┌─ EXERCISE MATERIAL
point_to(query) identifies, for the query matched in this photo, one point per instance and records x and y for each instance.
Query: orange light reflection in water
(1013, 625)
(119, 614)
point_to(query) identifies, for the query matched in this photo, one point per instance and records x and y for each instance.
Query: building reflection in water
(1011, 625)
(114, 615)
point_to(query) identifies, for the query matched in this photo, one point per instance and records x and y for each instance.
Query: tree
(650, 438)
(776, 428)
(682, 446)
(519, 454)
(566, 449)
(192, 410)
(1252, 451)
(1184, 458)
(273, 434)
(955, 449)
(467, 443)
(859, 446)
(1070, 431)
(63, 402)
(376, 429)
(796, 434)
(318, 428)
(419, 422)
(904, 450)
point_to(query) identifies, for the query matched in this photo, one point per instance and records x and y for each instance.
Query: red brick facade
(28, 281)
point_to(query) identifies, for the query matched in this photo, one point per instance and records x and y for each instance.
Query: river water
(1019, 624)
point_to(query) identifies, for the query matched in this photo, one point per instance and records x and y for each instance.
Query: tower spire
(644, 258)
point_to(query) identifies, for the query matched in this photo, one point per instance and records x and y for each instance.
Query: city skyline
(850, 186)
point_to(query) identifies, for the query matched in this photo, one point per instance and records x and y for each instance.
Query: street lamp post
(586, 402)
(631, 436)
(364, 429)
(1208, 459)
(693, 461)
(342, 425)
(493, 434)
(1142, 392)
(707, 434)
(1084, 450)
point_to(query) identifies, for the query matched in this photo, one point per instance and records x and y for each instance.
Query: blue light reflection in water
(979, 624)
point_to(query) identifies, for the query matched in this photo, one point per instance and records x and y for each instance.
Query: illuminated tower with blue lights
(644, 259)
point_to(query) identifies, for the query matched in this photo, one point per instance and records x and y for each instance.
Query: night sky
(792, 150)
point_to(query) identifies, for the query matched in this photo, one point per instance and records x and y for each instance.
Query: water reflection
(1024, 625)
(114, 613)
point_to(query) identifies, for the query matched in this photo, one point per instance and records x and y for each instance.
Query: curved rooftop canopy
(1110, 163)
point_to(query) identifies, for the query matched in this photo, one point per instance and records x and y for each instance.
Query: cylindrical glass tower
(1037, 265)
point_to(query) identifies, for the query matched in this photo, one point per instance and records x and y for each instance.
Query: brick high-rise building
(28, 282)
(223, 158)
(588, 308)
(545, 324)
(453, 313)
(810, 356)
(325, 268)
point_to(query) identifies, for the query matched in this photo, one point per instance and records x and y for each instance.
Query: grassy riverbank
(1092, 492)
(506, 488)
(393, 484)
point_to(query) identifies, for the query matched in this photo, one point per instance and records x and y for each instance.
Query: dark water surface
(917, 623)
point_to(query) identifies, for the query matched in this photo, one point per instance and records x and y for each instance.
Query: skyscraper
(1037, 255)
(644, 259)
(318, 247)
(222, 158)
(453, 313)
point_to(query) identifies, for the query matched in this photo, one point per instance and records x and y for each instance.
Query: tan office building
└─
- _TASK_:
Reproduce the records above exactly as they appear.

- _FULL SOLUTION_:
point_to(query) identifies, for the query matched in this photo, one point per instance and records x and y for each instance.
Query: orange light reflection in water
(1013, 625)
(119, 614)
point_to(query) identifies, for the query matched in this photo, one point per instance and records x and y for each instance.
Query: building reflection in water
(1011, 625)
(114, 615)
point_to(query) identifies, for the query matched in this photo, one point per instance and records x and y for each instance.
Query: tree
(650, 438)
(776, 428)
(682, 446)
(519, 454)
(566, 449)
(192, 410)
(1252, 451)
(1184, 458)
(273, 434)
(955, 449)
(467, 443)
(859, 446)
(1070, 431)
(63, 402)
(376, 429)
(796, 434)
(318, 428)
(419, 422)
(904, 450)
point_to(query) identifies, for the query matched in this photo, one point per instance and records x and y for each instance.
Query: red brick facade
(28, 281)
point_to(query) identifies, for the query matched in this photo, one point per instance and records x and y for each instance.
Query: river water
(1019, 624)
point_to(query) identifies, for the query matched in this photo, one point per instance and records x and y for each instance.
Query: tower spire
(644, 258)
point_to(query) identifies, for the query matched in this photo, one point per instance and records x and y for each instance.
Query: city skyline
(850, 186)
point_to(query) identifies, for the query matched in this photo, one point per instance and records x and y for each instance.
Query: street lamp post
(586, 402)
(631, 436)
(364, 429)
(1208, 459)
(693, 461)
(342, 425)
(493, 434)
(1142, 392)
(707, 434)
(1084, 450)
point_to(query) identifies, for the query matched in this photo, one point per instance and records x and y for each instance.
Query: blue light reflection in water
(979, 624)
point_to(query) identifies, for the query matched in this photo, one point per instance and records x and y for each instance.
Query: illuminated tower with blue lights
(644, 259)
point_to(query) identifies, for the query matched in this photo, one point per instance and records x and y for each instance.
Query: night sky
(792, 150)
point_to(query) identifies, for the query matched in this photo, one point per instance and records x and y for each instance.
Query: water reflection
(1024, 625)
(114, 613)
point_to(query) identifies, for the query matched in this photo, one point per instance and records x and y for each instance.
Query: curved rooftop canopy
(1110, 163)
point_to(query) identifies, for the query matched in this photo, one point per instance and records x and y for each instance.
Query: cylindrical glass tower
(1037, 265)
point_to(query) identifies, for the query matched in this photo, one point per instance and records x and y for each instance.
Query: brick high-rise building
(28, 282)
(223, 158)
(588, 308)
(545, 324)
(453, 313)
(810, 356)
(325, 268)
point_to(query) identifies, for the query matched in this photo, one point per instance and records x and y for each instance.
Query: grassy riverbank
(1092, 492)
(506, 488)
(393, 484)
point_to(query) identifies, for the query matched in this photo, one point per instance and records x and y for each instance.
Query: dark water surface
(917, 623)
point_to(query) identifies, for the query matched in this photo, one point per instance and records x and y for each instance.
Query: skyscraper
(1037, 255)
(644, 259)
(318, 247)
(222, 158)
(453, 313)
point_to(query) identifies, for the query matched in this photo, one point per instance and records x and y for each instance.
Query: tan office building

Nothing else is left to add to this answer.